◆ Texto apresentado
3. Foram corridos os vistos legais.
Importa começar por analisar se é possível
conhecer do objecto do recurso.
II
4. No requerimento de interposição de recurso, a
sociedade ora recorrente indicou como normas que constituíam objecto daquele os
arts. 223º e 228º, o primeiro com referência aos arts. 221º e 222º, do
Contencioso Aduaneiro (Decreto-Lei nº 31.664, de 22 de Novembro de 1941).
Estes artigos encontram-se no Livro II daquele
diploma, consagrado ao chamado Contencioso Técnico (arts. 209º a 255º). Todo
este Livro II acha-se revogado, a partir de 1991, por força do art. 28º, nº 1,
do Decreto-Lei nº 281/91, de 9 de Agosto, mas essa revogação não tem qualquer
influência no caso sub judicio, dado aquele estar em vigor à data da decisão
administrativa impugnada contenciosamente.
Dispõem esses artigos:
Art. 221º - 'As mercadorias sobre que tenha recaído qualquer processo técnico
poderão ser retiradas antes de haver resolução competente se os interessados
depositarem importância correspondente aos maiores direitos e, na hipótese de se
presumir responsabilidade fiscal, ainda a importância julgada suficiente para
garantir esta responsabilidade.
§ único - Nos processos em que alguma das partes considere a mercadoria omissa,
o interessado depositará quantia correspondente aos direitos que lhe sejam
arbitrados pelo director da alfândega ou prestará fiança aos mesmos direitos.'
Art. 222º - 'Quando haja de instaurar-se processo de divergência, poderá o dono
ou consignatário da mercadoria deixar de prestar garantia e pagar o maior
direito, ficando, neste caso, a mercadoria desalfandegada. § único - Sem embargo
do disposto no corpo deste artigo, o processo de divergência seguirá os seus
trâmites, sendo a decisão do tribunal aplicável apenas a futuros casos
idênticos, nos termos do artigo 228º'.
Art. 223º - 'De qualquer processo técnico que se tenha levantado será dado
imediato conhecimento em ordem de serviço, ficando as mercadorias idênticas, que
estejam ou venham a estar submetidas a despacho, sujeitas ao disposto nos
artigos 221º e 222º.
§ único - Para efeito deste artigo, a alfândega onde se tenha levantado o
processo técnico fará às outras alfândegas a competente comunicação.'
Art. 228º - 'A doutrina estabelecida pelos acórdãos dos tribunais técnicos, logo
que estes sejam executórios, é obrigatória em relação aos funcionários técnicos
- aduaneiros, não só para os casos sujeitos mas também para os idênticos, até
que, por acórdão posterior ou disposição legal, seja modificada'.

(Uma sequência de registos)

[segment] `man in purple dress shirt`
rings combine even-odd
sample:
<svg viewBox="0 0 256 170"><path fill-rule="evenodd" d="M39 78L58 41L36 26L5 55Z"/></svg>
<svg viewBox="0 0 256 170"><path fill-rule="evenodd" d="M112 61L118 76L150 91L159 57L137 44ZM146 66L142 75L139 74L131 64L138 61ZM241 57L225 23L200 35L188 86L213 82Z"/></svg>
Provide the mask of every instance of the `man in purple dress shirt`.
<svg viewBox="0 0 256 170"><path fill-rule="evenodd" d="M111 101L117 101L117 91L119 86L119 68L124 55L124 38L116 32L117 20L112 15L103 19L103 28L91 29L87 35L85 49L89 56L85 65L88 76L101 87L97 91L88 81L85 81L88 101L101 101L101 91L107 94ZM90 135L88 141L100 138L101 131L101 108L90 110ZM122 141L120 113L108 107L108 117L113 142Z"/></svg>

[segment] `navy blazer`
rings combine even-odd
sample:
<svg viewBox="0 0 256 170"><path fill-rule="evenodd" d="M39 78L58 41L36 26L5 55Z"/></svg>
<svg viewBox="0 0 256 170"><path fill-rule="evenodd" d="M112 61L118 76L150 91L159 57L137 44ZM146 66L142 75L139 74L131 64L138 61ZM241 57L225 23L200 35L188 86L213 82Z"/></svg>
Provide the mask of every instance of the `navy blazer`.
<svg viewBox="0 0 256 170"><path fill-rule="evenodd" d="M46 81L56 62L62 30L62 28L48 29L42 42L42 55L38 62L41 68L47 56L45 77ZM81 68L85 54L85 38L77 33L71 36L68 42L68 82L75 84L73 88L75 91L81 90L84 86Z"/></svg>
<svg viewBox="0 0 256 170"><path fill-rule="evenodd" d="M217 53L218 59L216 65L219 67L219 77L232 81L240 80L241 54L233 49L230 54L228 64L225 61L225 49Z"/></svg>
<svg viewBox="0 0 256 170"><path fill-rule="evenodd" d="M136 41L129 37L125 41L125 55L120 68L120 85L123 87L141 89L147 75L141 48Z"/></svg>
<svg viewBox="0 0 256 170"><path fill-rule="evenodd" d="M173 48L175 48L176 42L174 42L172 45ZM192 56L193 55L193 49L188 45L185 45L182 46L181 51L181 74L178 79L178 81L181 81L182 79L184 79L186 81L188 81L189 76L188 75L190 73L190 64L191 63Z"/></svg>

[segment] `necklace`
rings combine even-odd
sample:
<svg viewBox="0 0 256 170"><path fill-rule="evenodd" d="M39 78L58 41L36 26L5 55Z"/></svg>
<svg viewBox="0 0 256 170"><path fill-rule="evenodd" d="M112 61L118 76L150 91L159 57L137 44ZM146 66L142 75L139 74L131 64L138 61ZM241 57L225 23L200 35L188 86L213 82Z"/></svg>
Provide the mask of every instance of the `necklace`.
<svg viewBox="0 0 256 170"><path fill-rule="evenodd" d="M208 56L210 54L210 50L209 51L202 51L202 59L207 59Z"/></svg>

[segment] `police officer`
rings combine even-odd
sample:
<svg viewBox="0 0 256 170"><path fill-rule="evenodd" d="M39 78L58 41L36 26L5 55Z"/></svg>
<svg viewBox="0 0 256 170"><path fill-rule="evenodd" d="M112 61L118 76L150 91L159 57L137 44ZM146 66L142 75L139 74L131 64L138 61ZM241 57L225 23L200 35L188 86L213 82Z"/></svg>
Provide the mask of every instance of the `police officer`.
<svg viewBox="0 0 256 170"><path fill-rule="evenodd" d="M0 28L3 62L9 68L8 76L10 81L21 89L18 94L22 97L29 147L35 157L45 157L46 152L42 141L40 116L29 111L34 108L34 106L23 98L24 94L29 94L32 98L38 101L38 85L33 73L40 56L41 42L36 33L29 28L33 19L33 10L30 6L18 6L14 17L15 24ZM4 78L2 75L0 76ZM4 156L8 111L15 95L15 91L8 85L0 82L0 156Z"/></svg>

---

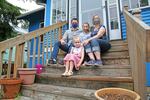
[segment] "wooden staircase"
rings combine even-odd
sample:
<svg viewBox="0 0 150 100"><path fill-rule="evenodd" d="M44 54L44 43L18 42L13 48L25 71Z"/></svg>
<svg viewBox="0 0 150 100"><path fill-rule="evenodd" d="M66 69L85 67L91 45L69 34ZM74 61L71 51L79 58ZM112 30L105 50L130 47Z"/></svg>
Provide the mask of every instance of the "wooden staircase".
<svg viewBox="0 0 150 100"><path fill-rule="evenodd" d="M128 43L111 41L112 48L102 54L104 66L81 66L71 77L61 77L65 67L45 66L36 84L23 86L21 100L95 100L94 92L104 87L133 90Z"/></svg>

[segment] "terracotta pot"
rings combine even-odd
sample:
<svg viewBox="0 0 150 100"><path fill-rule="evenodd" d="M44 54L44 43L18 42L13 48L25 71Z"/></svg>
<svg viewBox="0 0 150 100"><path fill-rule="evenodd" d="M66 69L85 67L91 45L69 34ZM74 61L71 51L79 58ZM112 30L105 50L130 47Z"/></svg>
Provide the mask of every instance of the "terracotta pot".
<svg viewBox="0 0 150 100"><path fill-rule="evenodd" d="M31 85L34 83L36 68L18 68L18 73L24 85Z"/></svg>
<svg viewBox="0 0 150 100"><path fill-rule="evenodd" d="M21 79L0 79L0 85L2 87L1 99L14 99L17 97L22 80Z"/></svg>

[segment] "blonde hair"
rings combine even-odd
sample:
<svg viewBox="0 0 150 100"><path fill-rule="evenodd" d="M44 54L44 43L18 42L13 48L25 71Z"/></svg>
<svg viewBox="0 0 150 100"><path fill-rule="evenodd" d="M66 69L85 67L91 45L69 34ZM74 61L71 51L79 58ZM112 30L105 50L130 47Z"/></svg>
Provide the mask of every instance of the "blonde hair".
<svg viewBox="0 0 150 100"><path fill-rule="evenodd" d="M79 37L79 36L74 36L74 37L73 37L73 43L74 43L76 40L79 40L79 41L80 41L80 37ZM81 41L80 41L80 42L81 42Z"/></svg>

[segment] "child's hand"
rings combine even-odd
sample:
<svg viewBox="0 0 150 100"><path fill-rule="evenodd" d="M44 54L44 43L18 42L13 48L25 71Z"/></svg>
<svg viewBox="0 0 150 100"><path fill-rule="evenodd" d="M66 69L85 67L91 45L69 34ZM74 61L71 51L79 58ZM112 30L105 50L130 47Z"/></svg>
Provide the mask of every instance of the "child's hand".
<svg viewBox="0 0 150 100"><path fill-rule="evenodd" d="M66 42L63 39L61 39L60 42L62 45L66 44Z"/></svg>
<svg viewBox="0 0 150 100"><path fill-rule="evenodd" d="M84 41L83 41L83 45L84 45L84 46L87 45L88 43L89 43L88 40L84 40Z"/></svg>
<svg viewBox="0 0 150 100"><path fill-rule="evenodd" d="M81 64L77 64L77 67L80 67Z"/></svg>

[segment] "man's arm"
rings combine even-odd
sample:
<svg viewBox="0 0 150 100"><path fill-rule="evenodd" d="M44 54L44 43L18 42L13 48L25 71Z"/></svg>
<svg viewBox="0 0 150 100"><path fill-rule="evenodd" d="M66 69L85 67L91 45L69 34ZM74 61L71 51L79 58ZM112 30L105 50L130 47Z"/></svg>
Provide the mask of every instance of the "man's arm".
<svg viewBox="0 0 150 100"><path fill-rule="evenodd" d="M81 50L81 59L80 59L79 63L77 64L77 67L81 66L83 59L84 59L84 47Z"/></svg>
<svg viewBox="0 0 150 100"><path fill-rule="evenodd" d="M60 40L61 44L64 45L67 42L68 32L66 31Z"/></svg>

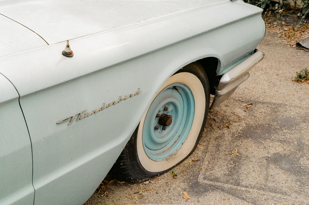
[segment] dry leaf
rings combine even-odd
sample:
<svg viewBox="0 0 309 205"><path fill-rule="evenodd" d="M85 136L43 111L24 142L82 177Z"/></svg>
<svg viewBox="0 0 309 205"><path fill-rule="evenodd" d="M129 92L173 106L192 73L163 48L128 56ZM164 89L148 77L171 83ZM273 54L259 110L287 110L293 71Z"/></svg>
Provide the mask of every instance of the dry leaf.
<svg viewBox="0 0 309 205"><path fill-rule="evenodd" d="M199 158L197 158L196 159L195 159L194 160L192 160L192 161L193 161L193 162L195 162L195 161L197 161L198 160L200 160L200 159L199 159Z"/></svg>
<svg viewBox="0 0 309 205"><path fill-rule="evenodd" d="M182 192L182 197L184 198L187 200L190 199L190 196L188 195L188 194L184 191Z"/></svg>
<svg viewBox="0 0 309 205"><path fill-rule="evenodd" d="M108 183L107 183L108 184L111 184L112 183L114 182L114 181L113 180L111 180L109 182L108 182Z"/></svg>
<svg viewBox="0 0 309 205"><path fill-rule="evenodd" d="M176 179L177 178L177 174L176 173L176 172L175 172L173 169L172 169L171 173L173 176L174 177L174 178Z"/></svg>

* * *

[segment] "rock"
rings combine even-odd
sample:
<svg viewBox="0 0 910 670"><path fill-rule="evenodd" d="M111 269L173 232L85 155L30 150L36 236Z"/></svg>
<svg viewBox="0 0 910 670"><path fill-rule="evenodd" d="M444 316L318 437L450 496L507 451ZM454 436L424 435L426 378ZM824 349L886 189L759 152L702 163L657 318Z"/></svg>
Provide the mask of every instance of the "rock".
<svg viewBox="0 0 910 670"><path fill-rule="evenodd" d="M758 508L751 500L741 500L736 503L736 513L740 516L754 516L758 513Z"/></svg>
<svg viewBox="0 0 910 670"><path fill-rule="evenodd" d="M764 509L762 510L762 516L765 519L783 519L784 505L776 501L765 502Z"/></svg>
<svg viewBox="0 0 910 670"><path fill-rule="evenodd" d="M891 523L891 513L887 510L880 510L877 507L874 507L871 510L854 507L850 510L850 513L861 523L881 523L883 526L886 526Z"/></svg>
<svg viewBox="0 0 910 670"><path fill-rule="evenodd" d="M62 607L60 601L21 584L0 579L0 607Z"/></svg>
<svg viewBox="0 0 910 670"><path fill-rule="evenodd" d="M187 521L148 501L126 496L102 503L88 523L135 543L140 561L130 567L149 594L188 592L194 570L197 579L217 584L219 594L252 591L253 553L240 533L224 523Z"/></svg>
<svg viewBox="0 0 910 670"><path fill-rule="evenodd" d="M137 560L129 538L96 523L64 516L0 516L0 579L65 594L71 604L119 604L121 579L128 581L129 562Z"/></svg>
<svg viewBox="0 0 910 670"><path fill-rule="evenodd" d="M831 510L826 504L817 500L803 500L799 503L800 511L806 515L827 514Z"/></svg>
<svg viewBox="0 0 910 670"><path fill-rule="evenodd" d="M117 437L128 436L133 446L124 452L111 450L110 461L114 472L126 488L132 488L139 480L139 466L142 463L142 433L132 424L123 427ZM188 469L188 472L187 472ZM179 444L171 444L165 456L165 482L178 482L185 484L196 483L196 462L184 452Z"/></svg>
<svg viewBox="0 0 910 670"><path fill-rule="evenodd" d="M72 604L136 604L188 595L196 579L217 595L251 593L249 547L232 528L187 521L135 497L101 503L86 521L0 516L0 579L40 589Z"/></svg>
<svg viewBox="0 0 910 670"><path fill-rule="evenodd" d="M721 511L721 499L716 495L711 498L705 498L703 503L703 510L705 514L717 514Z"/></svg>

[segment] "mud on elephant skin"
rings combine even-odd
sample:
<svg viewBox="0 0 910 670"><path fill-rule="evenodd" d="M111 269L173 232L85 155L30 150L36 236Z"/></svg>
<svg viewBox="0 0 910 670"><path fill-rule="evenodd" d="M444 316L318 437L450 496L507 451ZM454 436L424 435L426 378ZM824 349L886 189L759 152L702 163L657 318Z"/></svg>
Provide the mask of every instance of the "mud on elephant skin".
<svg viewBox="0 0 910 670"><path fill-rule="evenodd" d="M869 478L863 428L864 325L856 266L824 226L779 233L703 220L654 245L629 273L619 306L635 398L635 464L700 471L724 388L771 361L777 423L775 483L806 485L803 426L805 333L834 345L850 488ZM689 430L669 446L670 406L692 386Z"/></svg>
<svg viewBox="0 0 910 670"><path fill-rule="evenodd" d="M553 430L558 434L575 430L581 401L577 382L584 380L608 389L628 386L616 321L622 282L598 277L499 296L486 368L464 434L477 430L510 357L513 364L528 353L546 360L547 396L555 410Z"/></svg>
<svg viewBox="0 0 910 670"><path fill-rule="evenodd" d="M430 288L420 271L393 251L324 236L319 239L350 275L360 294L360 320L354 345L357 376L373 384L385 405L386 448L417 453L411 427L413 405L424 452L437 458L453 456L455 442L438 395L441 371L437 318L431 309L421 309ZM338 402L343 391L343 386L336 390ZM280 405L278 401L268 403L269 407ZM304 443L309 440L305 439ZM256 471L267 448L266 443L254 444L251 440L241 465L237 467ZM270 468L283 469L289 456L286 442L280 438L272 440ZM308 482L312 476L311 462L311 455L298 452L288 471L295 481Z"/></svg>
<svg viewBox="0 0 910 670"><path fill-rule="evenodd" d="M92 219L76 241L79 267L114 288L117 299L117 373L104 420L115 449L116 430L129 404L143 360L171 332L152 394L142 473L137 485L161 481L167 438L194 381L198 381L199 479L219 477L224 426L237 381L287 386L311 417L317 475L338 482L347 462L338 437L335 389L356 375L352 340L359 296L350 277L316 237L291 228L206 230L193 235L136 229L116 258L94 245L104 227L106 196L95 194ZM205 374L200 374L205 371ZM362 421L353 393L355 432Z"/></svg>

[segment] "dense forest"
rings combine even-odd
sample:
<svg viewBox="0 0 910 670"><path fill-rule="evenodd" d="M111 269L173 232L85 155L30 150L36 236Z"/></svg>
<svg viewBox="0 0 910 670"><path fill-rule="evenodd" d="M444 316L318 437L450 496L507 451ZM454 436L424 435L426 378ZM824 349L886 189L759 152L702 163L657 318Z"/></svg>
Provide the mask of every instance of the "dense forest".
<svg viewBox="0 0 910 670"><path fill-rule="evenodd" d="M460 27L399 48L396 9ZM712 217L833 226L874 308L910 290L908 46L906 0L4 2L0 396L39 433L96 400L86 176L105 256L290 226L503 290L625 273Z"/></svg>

◆ Objetivo A
Traduza para inglês esta frase do texto sobre contencioso aduaneiro: «Importa começar por analisar se é possível conhecer do objecto do recurso.»
◆ Objetivo B
Retome o texto sobre contencioso aduaneiro a partir do ponto em que termina.
Os itens não têm qualquer relação com o texto sobre contencioso aduaneiro.

◆ Resultado da tarefa A
It is necessary to begin by examining whether it is possible to hear the subject matter of the appeal.

◆ Resultado da tarefa B
Cabe ver se alguns ou todos estes artigos
integram, de facto, o objecto do recurso e se o Tribunal Constitucional poderá
conhecer do mesmo. Adianta-se desde já, que a própria recorrente, nas suas
alegações, já não impugna a constitucionalidade do art. 228º do Contencioso
Aduaneiro, restringindo o objecto do recurso aos arts. 221º e 223º do diploma.
Para tal importa recordar brevemente os factos
apurados no processo sub judicio.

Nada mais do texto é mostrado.